+++ Document text
The Hall Bridge stood until it collapsed under the weight of a truck overloaded with stone on October 2, 1980. A replacement bridge was erected in 1982 by Milton S. Graton of Graton Associates, Inc. of Ashland. Graton’s bridge stands today.

The following year, Sanford constructed the Worrall Bridge over the Williams River in Rockingham. This 83’ Town lattice truss bridge is the oldest surviving nineteenth-century covered bridge in Windham County and the last of Sanford Granger’s covered bridges to exist. It has been reinforced over the years and survived damage from both Tropical Storm Irene in 2011 and the major flooding of July 2023.

The year 1870 marked the construction of the last of Sanford Granger’s covered bridges. The County Farm Bridge, an 80’ bridge over Partridge Brook in Westmoreland, was reportedly built by Sanford. The bridge stood until it was destroyed by the Great Freshet of 1936.

That same year, Sanford built the Bartonsville Bridge in Rockingham. This 151’ Town lattice truss was constructed to replace a covered bridge that was destroyed by the freshet of 1869. The Bartonsville Bridge stood over the Williams River until it was destroyed during Tropical Storm Irene in 2011. (You can see the tragic collapse as recorded by Susan Hammond and shown on CBS News here. Be forewarned; it’s tough to watch.) The bridge was rebuilt in 2012 by Cold Water Bridges.

Local communities hired Sanford to make repairs on their bridges. In 1875, Sanford was paid $123.97 for repairing the Walpole and Westminster Bridge, which had been built only five years before. Alstead paid him $57.83 for “work and lumber on bridge” (Town of Alstead 1879) in 1879 and for “use of capstan and jacks for raising bridge” (Town of Alstead 1882) in 1882. The specific bridges are not identified. 

Sanford’s second act of bridge building and repairs began when he was 71 years old. It also coincides with his son Albert’s return to Bellows Falls. It’s more than likely the two worked together on these projects.

Sanford’s wife, Abigail, died on November 19, 1877, of pneumonia. She was 77 years old.  Sanford died five years later, on May 17, 1882, at 86, also of pneumonia. They are buried together in Oak Hill Cemetery in Bellows Falls.

It appears Sanford had been preparing his funereal vessel well in advance of his passing. According to an article in the Rutland Daily Herald, Sanford would closely watch “the lumber passing through his hands and whenever he found a particularly nice board he laid it aside and later he fashioned for himself his last resting place… old men, boys then, tell of his inviting them up to his apartment and taking them to a particular room in the rear where he showed them the coffin…the elegant appearance of the selected woods made indelible impressions, on their minds as well as the gruesome use to which it was to be devoted” (Rutland Daily Herald 1930).
++++++
+++ Records provided
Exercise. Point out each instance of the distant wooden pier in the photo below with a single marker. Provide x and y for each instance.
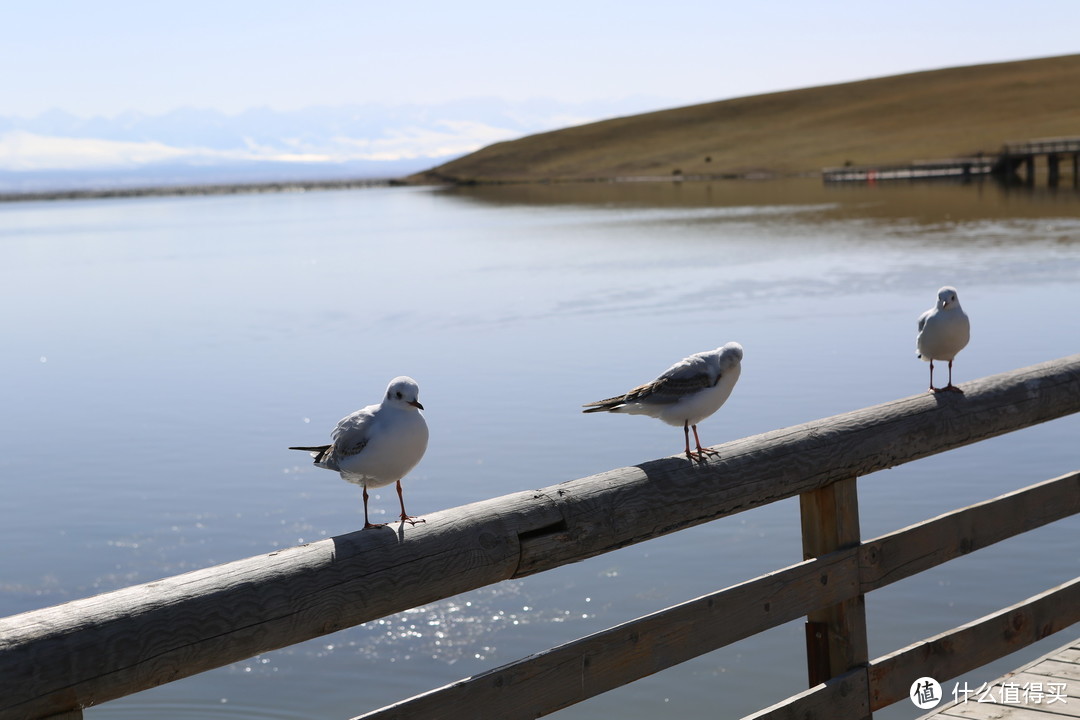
(1016, 163)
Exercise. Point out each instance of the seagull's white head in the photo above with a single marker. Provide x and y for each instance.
(404, 393)
(947, 298)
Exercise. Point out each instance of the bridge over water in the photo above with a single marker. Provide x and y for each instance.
(1016, 163)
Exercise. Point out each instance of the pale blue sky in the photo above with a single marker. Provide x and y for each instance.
(111, 56)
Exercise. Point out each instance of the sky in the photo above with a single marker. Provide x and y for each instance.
(112, 56)
(386, 87)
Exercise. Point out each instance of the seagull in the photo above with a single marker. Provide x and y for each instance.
(687, 393)
(944, 330)
(379, 444)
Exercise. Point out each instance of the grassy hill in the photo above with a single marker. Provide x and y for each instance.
(898, 119)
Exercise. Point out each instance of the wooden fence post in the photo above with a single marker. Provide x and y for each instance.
(836, 635)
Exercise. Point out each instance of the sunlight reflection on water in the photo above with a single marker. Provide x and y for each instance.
(189, 341)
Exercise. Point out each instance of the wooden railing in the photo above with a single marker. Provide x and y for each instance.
(61, 659)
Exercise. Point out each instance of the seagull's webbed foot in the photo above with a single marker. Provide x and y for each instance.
(701, 454)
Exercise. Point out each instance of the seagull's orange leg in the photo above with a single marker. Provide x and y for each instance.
(368, 525)
(406, 518)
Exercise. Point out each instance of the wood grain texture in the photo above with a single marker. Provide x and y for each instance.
++++++
Exercise requirements >> Continue the piece on bridge builder Sanford Granger, picking up after its last sentence.

Exercise response >>
Sanford was remembered as “a strong advocate of temperance” and as an “ardent abolitionist” (Hayes 1907). He was an active participant in the Underground Railroad, assisting in bringing enslaved people to freedom across the border in Canada. His son, Albert, recounted seeing Black people “come from the hay mow and go into the house in the morning with a pail for breakfast so freely given” (Hayes 1907).

It is important to note that many of Sanford’s covered bridges are referred to as “Granger Bridges,” which leads one to assume that a specific truss design may have been employed. It has been speculated that Sanford applied for a truss patent in 1833. However, there is no record of a patent for a bridge design attributed to Sanford Granger. If it existed at all, his patent request is believed to have been destroyed in the fire in the patent office on December 15, 1836. Most of Sanford’s bridges employed a Town lattice truss, a fact reinforced by Victor Morse in “Windham County’s famous covered bridges” in 1960.


Part Two – Albert Sanford Granger (1834–1922)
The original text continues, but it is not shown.